▶ Your objective
Print exactly the lines from the line with "Where can you see the church" to the last line of the data, please, both included.

▶ Available data

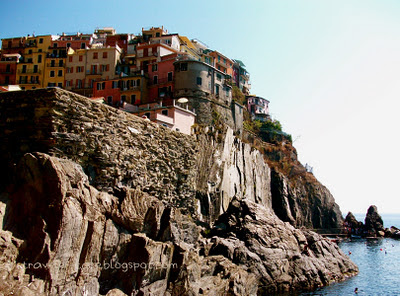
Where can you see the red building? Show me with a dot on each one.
(161, 79)
(121, 40)
(78, 41)
(109, 90)
(13, 45)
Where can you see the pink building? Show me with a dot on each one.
(258, 107)
(176, 116)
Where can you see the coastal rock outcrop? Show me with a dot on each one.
(86, 242)
(104, 202)
(374, 222)
(304, 203)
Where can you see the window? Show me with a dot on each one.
(183, 66)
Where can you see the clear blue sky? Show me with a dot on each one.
(331, 70)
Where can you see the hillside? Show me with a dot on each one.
(104, 202)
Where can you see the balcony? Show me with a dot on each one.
(88, 72)
(160, 81)
(29, 71)
(56, 65)
(23, 81)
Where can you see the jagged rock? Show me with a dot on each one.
(374, 222)
(78, 243)
(304, 203)
(119, 194)
(281, 257)
(352, 226)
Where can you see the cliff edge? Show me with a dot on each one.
(97, 201)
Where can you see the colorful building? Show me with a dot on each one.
(8, 68)
(85, 66)
(78, 41)
(13, 45)
(258, 107)
(222, 63)
(198, 79)
(175, 116)
(241, 77)
(55, 63)
(31, 69)
(161, 79)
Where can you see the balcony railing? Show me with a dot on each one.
(55, 65)
(29, 71)
(160, 81)
(23, 81)
(88, 72)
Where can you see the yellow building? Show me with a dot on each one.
(188, 47)
(30, 70)
(54, 73)
(133, 88)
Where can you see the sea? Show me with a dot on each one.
(378, 261)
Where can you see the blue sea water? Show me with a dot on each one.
(378, 261)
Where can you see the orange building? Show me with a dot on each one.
(222, 63)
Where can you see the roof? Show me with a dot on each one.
(241, 64)
(187, 42)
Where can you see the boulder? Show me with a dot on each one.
(373, 222)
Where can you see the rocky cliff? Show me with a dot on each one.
(102, 202)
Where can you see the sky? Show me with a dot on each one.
(330, 69)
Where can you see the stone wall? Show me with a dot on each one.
(117, 149)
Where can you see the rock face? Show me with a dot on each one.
(374, 222)
(103, 202)
(303, 203)
(84, 242)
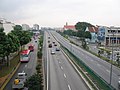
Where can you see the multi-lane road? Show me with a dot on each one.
(61, 75)
(101, 67)
(28, 68)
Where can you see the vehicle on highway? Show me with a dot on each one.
(50, 45)
(57, 49)
(55, 44)
(31, 48)
(52, 51)
(48, 37)
(25, 56)
(19, 81)
(48, 41)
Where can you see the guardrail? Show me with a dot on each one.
(96, 79)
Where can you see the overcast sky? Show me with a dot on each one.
(55, 13)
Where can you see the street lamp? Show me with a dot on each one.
(111, 60)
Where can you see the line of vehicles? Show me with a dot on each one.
(50, 45)
(19, 81)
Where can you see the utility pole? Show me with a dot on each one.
(111, 60)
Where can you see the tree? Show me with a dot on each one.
(23, 36)
(17, 27)
(2, 43)
(12, 45)
(34, 82)
(88, 35)
(81, 27)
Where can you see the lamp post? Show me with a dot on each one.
(111, 60)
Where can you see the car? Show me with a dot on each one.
(55, 44)
(52, 51)
(57, 49)
(48, 37)
(48, 41)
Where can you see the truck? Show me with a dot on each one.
(19, 81)
(31, 47)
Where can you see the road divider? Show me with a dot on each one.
(10, 76)
(90, 77)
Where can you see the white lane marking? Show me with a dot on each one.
(108, 70)
(98, 64)
(69, 87)
(91, 60)
(61, 67)
(26, 65)
(82, 54)
(65, 75)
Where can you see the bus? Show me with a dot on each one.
(25, 56)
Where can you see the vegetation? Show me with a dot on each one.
(11, 42)
(23, 36)
(70, 32)
(82, 34)
(35, 81)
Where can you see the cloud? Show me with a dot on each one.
(57, 12)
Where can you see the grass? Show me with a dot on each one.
(7, 69)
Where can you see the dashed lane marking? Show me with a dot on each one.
(69, 87)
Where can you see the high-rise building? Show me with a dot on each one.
(36, 27)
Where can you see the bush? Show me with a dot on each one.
(39, 54)
(34, 82)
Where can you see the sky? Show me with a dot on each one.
(55, 13)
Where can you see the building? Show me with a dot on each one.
(112, 35)
(101, 34)
(93, 31)
(8, 26)
(25, 27)
(36, 27)
(69, 27)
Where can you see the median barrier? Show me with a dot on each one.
(96, 79)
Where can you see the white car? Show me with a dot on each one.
(52, 51)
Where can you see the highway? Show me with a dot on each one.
(101, 67)
(28, 68)
(61, 74)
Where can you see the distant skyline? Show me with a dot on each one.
(55, 13)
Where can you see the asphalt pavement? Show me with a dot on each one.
(28, 68)
(101, 67)
(62, 76)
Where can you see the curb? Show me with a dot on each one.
(9, 77)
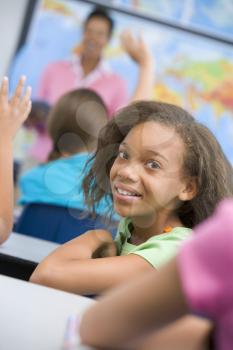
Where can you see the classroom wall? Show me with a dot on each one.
(11, 19)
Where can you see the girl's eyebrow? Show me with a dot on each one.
(149, 150)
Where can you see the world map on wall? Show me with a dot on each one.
(191, 71)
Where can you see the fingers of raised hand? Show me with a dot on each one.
(16, 98)
(25, 103)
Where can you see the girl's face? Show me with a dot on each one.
(147, 175)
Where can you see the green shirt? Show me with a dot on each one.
(157, 250)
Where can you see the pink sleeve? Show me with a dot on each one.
(206, 263)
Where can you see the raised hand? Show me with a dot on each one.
(14, 111)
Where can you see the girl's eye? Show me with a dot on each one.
(152, 164)
(123, 155)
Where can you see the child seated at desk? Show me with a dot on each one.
(165, 172)
(13, 113)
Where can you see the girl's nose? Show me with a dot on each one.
(129, 172)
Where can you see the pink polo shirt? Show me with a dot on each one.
(206, 269)
(63, 76)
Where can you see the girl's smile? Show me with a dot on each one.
(125, 193)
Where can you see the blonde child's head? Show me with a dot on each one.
(74, 123)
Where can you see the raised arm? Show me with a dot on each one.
(13, 113)
(139, 52)
(88, 265)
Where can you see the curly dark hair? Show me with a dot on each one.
(203, 158)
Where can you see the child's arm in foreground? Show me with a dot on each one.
(88, 265)
(134, 310)
(120, 316)
(193, 281)
(12, 114)
(139, 52)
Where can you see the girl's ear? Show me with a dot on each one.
(190, 189)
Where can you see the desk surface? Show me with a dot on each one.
(34, 317)
(28, 248)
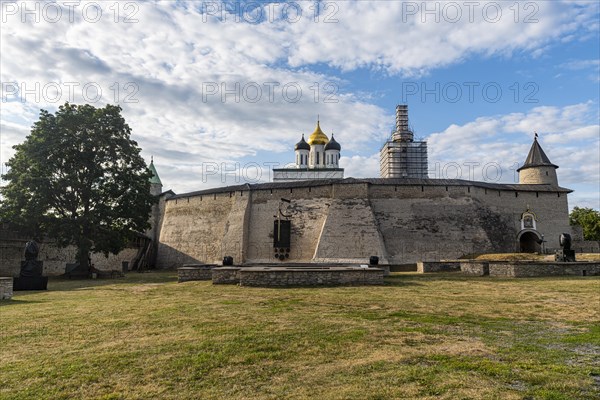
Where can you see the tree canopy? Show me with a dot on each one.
(589, 220)
(79, 178)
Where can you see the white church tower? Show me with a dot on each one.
(316, 158)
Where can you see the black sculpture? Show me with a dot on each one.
(30, 277)
(566, 254)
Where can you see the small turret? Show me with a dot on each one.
(537, 169)
(332, 153)
(302, 150)
(155, 183)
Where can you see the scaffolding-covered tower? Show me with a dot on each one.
(401, 156)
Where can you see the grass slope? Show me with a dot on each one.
(437, 336)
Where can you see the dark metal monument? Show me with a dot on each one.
(566, 254)
(30, 277)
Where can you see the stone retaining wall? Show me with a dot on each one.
(475, 268)
(285, 277)
(437, 266)
(532, 269)
(226, 276)
(6, 288)
(199, 272)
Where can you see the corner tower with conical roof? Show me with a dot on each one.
(537, 169)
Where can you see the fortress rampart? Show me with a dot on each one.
(399, 220)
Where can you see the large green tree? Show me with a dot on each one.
(79, 178)
(589, 220)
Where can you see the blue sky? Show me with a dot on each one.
(168, 63)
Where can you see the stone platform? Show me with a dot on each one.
(513, 269)
(279, 276)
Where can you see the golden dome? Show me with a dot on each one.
(318, 137)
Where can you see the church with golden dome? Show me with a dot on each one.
(317, 158)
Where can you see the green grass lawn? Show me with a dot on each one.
(435, 336)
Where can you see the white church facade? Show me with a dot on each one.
(317, 158)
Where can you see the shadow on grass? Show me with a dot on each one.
(15, 301)
(58, 283)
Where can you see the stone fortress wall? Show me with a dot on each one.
(401, 221)
(54, 258)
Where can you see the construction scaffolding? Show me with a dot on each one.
(402, 156)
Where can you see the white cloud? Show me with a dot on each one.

▶ Complete output
Where can you see the church with golden dome? Show me with a dot on each one.
(317, 158)
Where can you see the green grass lawn? Show me with a dot on each one.
(435, 336)
Where can you see the white church facade? Show me with a dot on each one.
(317, 158)
Where can you see the shadow on grass? Show me with a dot on each one.
(15, 301)
(58, 283)
Where can you see the stone fortress wall? Show me with a dot on each one.
(401, 221)
(54, 258)
Where can you see the construction scaffolding? Show me with a dot on each one.
(402, 156)
Where can you see the white cloud? Show me with a dot on each one.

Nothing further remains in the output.